(Dataset excerpt)

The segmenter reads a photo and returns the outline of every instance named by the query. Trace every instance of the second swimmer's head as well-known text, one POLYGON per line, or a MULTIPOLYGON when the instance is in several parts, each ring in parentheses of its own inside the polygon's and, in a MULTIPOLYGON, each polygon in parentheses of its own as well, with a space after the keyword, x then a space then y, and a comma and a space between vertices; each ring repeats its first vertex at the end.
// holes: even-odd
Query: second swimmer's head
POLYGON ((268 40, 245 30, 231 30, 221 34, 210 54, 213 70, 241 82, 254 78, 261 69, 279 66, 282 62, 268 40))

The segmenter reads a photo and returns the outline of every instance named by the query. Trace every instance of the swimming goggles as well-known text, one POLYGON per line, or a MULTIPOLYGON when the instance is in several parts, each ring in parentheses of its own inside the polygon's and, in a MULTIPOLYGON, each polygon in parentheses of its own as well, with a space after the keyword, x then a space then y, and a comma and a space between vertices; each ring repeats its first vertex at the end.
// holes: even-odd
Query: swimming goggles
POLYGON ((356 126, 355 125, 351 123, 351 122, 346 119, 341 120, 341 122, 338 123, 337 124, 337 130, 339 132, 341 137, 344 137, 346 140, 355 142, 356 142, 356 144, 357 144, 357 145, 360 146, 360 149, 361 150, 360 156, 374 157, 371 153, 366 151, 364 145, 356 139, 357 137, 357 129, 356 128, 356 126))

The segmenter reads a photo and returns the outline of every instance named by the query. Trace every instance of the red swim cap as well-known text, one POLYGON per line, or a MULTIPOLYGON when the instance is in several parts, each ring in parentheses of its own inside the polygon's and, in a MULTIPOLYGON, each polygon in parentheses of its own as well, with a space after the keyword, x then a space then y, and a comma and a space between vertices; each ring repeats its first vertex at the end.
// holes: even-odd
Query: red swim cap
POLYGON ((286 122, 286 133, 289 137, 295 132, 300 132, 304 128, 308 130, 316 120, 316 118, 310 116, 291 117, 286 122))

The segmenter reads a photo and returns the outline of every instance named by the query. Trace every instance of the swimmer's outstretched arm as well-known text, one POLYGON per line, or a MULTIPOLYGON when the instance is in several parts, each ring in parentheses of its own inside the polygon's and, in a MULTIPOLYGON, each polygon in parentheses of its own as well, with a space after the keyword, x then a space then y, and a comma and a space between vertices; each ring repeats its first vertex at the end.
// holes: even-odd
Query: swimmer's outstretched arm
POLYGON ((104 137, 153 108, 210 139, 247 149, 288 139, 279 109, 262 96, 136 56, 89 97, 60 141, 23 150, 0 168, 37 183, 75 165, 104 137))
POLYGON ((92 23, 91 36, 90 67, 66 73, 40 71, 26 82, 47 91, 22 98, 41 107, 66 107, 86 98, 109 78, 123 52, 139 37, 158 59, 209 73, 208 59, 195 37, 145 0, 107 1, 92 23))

Work required
Report how many lines of the listing above contain the string "swimming". Give only the number.

Exercise output
2